_PASSAGE GIVEN:_
Citation: Qiao-Wen CHANG, Zhu-An CHEN, Lu FENG, Wen JIANG, Cai-Xian YAN, Wei-Ping LIU, Fu-Quan BAI. Synthesis and photophysical properties of phenylquinoline iridium complexes controlled by electron-withdrawing groups[J]. Chinese Journal of Inorganic Chemistry, ;2023, 39(2): 255-262. doi: 10.11862/CJIC.2022.283 shu

Synthesis and photophysical properties of phenylquinoline iridium complexes controlled by electron-withdrawing groups

1.
State Key Laboratory of Advanced Technologies for Comprehensive Utilization of Platinum Metals, Kunming Institute of Precious Metals, Kunming Guiyan New Material Technology Co., Ltd., Yunnan Precious Metals Lab Co., Ltd., Kunming 650106, China
2.
Institute of Theoretical Chemistry, College of Chemistry, Jilin University, Changchun 130023, China

Corresponding author: Cai-Xian YAN, ycx19860706@163.com Fu-Quan BAI, Baifq@jlu.edu.cn
Received Date: 14 July 2022
Revised Date: 15 November 2022

Figures(5)

_DATA PROVIDED:_
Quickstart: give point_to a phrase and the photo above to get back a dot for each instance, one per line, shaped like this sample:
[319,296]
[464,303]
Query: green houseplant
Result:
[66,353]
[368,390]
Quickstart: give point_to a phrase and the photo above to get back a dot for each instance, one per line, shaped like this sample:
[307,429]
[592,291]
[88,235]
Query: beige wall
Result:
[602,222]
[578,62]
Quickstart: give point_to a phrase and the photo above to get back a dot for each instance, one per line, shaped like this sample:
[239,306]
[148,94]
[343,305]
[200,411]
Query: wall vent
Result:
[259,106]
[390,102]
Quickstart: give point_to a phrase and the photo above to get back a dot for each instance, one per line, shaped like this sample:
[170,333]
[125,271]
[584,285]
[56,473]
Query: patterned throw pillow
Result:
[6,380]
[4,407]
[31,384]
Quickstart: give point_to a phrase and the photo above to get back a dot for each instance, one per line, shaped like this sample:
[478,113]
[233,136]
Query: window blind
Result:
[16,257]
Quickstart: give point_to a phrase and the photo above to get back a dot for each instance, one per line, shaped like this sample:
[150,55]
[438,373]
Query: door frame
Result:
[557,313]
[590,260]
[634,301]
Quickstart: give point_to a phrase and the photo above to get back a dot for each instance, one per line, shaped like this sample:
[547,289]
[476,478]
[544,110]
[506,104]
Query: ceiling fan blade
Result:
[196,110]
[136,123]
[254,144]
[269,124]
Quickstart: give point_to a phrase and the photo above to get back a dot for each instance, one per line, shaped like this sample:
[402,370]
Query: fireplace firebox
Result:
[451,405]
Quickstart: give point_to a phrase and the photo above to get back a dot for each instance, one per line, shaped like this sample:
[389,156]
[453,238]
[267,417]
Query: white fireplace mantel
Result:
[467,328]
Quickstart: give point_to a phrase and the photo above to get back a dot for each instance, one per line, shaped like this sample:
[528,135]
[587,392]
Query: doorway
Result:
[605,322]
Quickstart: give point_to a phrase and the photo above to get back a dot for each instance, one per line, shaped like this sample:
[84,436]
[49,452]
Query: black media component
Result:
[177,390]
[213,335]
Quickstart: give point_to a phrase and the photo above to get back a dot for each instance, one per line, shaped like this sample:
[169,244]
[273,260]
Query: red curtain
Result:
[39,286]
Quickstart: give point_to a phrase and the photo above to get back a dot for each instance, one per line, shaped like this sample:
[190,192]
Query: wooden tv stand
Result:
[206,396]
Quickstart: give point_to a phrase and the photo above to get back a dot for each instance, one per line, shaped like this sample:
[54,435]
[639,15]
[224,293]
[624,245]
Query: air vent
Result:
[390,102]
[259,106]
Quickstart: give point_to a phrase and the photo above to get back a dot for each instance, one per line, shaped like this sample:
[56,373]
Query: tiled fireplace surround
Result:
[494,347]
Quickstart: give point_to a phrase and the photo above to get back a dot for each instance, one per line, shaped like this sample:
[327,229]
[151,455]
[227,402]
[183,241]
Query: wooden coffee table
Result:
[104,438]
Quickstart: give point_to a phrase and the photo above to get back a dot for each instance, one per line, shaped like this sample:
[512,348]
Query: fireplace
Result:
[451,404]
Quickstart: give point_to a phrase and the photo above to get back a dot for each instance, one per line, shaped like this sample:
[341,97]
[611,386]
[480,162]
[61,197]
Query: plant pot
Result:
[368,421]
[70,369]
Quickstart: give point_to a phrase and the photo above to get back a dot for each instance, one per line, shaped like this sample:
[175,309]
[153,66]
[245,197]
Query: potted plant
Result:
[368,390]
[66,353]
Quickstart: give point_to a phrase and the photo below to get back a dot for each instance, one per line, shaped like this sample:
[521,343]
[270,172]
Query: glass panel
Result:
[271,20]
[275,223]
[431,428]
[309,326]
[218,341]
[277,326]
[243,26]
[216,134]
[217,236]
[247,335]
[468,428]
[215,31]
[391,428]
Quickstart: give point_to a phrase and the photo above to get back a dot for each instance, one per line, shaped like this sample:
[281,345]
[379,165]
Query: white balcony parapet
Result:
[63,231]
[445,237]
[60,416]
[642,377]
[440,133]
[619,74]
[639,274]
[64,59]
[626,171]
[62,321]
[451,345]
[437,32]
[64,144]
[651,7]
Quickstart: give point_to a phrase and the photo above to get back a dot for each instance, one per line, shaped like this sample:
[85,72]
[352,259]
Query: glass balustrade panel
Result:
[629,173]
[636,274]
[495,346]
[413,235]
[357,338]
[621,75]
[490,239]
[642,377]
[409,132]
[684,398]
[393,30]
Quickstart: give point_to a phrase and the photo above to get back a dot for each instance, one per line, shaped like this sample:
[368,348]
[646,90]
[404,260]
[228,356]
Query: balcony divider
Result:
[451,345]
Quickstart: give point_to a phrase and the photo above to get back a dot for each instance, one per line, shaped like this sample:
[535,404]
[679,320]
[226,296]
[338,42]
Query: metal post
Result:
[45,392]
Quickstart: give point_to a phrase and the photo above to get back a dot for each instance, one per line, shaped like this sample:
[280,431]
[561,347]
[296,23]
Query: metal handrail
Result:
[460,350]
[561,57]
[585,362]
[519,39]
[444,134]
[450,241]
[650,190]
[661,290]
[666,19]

_EXERCISE INSTRUCTIONS:_
Answer these questions from the article header above.
(a) In which journal was the article published?
(b) In which city is the Institute of Theoretical Chemistry at Jilin University?
(c) On what date was the article received?

_ANSWER TO THIS PROBLEM:_
(a) Chinese Journal of Inorganic Chemistry
(b) Changchun
(c) 14 July 2022